* Begin *

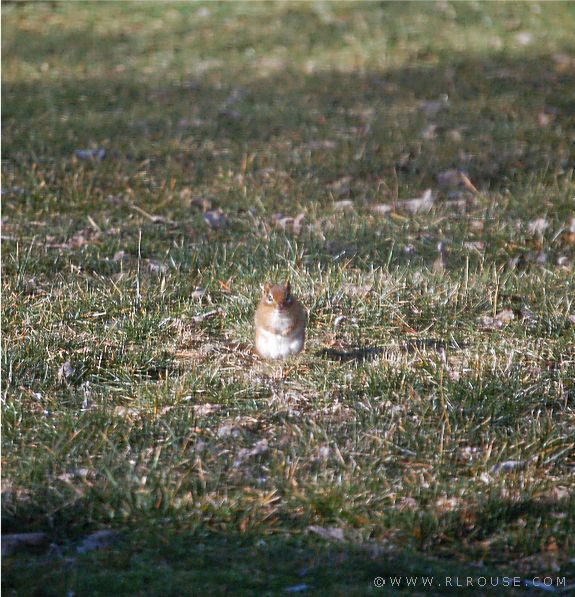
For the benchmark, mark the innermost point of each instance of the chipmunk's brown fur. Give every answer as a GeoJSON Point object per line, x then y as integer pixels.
{"type": "Point", "coordinates": [280, 323]}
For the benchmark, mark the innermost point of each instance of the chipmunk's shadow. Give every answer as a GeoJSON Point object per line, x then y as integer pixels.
{"type": "Point", "coordinates": [361, 354]}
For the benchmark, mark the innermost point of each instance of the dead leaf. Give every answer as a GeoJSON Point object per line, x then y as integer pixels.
{"type": "Point", "coordinates": [98, 540]}
{"type": "Point", "coordinates": [66, 371]}
{"type": "Point", "coordinates": [537, 227]}
{"type": "Point", "coordinates": [474, 245]}
{"type": "Point", "coordinates": [524, 38]}
{"type": "Point", "coordinates": [259, 448]}
{"type": "Point", "coordinates": [407, 503]}
{"type": "Point", "coordinates": [125, 411]}
{"type": "Point", "coordinates": [228, 431]}
{"type": "Point", "coordinates": [90, 154]}
{"type": "Point", "coordinates": [420, 204]}
{"type": "Point", "coordinates": [432, 108]}
{"type": "Point", "coordinates": [215, 219]}
{"type": "Point", "coordinates": [288, 223]}
{"type": "Point", "coordinates": [501, 319]}
{"type": "Point", "coordinates": [453, 179]}
{"type": "Point", "coordinates": [202, 410]}
{"type": "Point", "coordinates": [445, 504]}
{"type": "Point", "coordinates": [205, 316]}
{"type": "Point", "coordinates": [328, 533]}
{"type": "Point", "coordinates": [157, 267]}
{"type": "Point", "coordinates": [508, 466]}
{"type": "Point", "coordinates": [341, 186]}
{"type": "Point", "coordinates": [343, 205]}
{"type": "Point", "coordinates": [429, 132]}
{"type": "Point", "coordinates": [381, 209]}
{"type": "Point", "coordinates": [203, 203]}
{"type": "Point", "coordinates": [198, 293]}
{"type": "Point", "coordinates": [322, 144]}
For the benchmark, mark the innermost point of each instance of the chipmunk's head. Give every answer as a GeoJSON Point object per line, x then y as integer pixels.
{"type": "Point", "coordinates": [277, 296]}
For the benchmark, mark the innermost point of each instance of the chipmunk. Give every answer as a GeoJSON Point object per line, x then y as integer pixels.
{"type": "Point", "coordinates": [280, 323]}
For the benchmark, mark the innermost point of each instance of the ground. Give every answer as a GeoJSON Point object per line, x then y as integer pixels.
{"type": "Point", "coordinates": [409, 167]}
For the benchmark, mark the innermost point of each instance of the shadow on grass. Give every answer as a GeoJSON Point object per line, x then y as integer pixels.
{"type": "Point", "coordinates": [161, 561]}
{"type": "Point", "coordinates": [360, 354]}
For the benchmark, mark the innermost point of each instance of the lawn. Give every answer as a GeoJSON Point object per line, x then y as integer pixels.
{"type": "Point", "coordinates": [410, 168]}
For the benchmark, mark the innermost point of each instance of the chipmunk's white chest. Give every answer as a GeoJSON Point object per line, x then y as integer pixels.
{"type": "Point", "coordinates": [274, 341]}
{"type": "Point", "coordinates": [278, 346]}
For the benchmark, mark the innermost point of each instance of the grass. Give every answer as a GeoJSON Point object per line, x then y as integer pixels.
{"type": "Point", "coordinates": [422, 378]}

* End *

## WHAT IS NEEDED
Transcribe the data verbatim, starting with the line containing "the chipmunk's white" and continuing through the end of the data.

## OUTPUT FOR THIS EXERCISE
For the benchmark, mark the innermost point of each instance of the chipmunk's white chest. Give every answer as a GeoJSON Point object per line, x then y as integer pixels.
{"type": "Point", "coordinates": [274, 341]}
{"type": "Point", "coordinates": [278, 346]}
For the benchmark, mark the innermost point of each instance of the grass. Give every answer as a GeoJSON Point object per line, x then y as integer pixels.
{"type": "Point", "coordinates": [422, 378]}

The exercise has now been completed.